*** Text provided ***

Titanocene dichloride

Titanocene dichloride
Names
	IUPAC name Dichloridobis(η5-cyclopentadienyl)titanium
	Other names titanocene dichloride, dichlorobis(cyclopentadienyl)titanium(IV)
Identifiers
CAS Number	1271-19-8 ;
3D model (JSmol)	Interactive image;
ChemSpider	34981141 ;
ECHA InfoCard	100.013.669
PubChem CID	5284468;
RTECS number	XR2050000;
CompTox Dashboard (EPA)	DTXSID3021354 ;
	InChI InChI=1S/2C5H5.2ClH.Ti/c21-2-4-5-3-1;;;/h21-5H;21H;/q2-1;;;+4/p-2 Key: YMNCCEXICREQQV-UHFFFAOYSA-L ; InChI=1/2C5H5.2ClH.Ti/c21-2-4-5-3-1;;;/h21-5H;21H;/q2-1;;;+4/p-2/r2C5H5.Cl2Ti/c21-2-4-5-3-1;1-3-2/h21-5H;/q2*-1;+2 Key: YMNCCEXICREQQV-JUFMQDBHAK;
	SMILES [cH-]1cccc1.[cH-]1cccc1.Cl[Ti+2]Cl;
Properties
Chemical formula	C10H10Cl2Ti
Molar mass	248.96 g/mol
Appearance	bright red solid
Density	1.60 g/cm3, solid
Melting point	289 °C (552 °F; 562 K)

*** End of Text provided ***
*** Information shown ***

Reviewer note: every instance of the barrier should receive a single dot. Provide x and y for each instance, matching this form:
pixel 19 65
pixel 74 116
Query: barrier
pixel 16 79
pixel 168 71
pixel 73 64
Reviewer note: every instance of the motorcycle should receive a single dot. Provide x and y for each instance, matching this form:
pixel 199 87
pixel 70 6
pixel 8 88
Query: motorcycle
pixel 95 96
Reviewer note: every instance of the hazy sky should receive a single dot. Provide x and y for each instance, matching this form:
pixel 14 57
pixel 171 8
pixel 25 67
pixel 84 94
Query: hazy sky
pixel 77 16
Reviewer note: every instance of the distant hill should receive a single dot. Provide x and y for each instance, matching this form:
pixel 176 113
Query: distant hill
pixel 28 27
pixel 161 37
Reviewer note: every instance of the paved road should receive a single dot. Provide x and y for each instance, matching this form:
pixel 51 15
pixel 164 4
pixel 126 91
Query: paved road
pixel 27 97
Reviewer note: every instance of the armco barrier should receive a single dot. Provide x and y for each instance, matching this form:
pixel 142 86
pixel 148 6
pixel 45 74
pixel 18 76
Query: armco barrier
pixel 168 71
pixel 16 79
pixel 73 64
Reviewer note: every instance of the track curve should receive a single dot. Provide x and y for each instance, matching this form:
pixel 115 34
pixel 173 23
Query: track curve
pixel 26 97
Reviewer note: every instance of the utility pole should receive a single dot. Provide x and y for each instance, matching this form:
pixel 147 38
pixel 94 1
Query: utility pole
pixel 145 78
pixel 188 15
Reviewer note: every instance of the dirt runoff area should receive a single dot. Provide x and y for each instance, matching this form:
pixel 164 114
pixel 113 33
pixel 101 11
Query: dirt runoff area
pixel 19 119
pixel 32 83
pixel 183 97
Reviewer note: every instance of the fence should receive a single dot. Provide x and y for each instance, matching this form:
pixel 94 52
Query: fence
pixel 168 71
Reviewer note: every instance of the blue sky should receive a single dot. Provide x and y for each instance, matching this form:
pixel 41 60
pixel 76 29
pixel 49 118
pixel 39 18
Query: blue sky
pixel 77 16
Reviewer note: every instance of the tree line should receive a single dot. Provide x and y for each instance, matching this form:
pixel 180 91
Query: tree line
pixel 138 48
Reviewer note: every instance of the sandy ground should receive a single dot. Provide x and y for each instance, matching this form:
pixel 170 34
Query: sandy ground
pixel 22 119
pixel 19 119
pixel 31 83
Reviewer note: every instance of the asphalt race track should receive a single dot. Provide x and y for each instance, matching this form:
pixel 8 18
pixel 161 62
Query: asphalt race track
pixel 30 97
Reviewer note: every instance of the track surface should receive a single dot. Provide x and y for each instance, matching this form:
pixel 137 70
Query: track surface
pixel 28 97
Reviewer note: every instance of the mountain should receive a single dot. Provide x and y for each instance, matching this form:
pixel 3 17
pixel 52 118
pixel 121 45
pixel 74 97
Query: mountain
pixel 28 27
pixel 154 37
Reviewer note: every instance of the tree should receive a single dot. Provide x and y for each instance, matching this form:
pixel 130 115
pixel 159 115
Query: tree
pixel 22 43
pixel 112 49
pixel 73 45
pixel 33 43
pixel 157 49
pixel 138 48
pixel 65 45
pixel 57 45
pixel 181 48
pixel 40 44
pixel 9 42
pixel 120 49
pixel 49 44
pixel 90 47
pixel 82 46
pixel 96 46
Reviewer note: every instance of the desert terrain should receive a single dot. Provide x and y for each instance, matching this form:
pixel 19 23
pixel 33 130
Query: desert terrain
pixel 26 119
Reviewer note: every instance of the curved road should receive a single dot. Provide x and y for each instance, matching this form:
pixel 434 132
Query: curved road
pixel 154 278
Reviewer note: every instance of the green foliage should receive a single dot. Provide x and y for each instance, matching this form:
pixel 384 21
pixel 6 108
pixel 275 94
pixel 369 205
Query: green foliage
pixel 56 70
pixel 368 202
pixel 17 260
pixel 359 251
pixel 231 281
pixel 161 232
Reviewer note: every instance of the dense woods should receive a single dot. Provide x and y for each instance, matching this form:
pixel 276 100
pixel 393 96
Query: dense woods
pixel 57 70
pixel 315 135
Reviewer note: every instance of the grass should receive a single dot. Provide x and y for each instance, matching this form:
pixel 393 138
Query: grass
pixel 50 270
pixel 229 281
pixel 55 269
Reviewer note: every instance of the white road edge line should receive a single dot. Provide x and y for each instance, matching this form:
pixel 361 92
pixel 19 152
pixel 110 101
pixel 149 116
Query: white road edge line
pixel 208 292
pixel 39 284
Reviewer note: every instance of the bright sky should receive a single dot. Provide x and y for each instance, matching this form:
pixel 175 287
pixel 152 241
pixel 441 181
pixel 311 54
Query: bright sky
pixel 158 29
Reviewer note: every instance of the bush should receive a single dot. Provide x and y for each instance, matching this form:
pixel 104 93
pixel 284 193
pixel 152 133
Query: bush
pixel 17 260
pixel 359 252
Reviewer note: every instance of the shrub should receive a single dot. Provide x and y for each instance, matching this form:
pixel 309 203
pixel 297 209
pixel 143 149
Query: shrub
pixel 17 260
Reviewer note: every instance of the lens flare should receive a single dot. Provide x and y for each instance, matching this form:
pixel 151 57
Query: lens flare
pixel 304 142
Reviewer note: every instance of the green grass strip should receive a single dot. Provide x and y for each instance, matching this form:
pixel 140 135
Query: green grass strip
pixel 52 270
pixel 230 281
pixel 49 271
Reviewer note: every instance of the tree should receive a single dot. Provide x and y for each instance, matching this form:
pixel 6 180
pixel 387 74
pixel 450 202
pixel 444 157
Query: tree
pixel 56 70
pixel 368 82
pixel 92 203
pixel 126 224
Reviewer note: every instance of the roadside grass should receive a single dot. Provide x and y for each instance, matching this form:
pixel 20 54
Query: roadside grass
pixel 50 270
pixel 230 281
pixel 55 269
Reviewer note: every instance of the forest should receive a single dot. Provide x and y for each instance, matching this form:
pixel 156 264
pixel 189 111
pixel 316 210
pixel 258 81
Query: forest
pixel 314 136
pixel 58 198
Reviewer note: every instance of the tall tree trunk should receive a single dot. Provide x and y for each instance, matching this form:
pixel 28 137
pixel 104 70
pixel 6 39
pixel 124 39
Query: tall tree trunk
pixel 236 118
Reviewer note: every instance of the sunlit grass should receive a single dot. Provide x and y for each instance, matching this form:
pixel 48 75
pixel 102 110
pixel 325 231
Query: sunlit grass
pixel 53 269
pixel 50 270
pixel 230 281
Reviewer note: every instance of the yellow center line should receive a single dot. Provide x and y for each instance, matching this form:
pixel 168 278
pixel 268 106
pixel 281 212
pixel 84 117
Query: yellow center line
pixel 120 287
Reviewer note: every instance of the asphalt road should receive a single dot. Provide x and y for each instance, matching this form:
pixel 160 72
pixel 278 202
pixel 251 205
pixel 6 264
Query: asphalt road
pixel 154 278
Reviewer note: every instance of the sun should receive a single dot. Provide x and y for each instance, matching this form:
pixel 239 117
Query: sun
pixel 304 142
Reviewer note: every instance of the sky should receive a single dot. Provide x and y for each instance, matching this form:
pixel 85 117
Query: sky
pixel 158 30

*** End of Information shown ***

What appearance does the titanocene dichloride text give for the compound?

Response box:
It is a bright red solid.